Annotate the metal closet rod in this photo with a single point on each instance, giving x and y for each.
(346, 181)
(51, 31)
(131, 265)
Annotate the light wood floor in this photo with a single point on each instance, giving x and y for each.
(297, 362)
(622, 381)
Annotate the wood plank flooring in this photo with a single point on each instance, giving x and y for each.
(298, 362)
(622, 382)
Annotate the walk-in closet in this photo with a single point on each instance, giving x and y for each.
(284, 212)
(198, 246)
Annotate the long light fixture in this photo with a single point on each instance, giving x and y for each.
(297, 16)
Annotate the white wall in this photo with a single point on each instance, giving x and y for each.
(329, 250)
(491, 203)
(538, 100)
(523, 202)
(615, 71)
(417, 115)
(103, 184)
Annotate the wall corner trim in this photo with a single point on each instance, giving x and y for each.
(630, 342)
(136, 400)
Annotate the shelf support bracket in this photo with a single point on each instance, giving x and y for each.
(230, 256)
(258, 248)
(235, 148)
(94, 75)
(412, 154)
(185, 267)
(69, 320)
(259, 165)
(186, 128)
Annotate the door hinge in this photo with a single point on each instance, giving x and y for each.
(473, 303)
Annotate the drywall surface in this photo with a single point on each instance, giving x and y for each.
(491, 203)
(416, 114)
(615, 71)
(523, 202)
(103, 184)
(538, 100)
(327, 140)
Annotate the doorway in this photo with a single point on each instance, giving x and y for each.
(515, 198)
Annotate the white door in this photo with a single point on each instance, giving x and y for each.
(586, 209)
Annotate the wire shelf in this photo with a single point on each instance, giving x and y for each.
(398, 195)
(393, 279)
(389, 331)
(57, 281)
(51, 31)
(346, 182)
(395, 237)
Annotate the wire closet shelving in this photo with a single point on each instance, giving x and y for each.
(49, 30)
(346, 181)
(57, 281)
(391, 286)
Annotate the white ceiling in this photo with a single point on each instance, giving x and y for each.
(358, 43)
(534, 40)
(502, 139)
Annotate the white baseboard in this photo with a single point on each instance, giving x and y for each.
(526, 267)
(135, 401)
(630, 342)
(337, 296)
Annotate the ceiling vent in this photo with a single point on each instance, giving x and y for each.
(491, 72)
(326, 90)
*-*-*
● **Assignment**: Output only the lines from the one containing "Annotate the ceiling" through the end of the material, please, exactly as they appear.

● **Exercise output**:
Annotate the ceiling vent in this photo with a single point on each instance, giving x and y for each.
(491, 72)
(326, 90)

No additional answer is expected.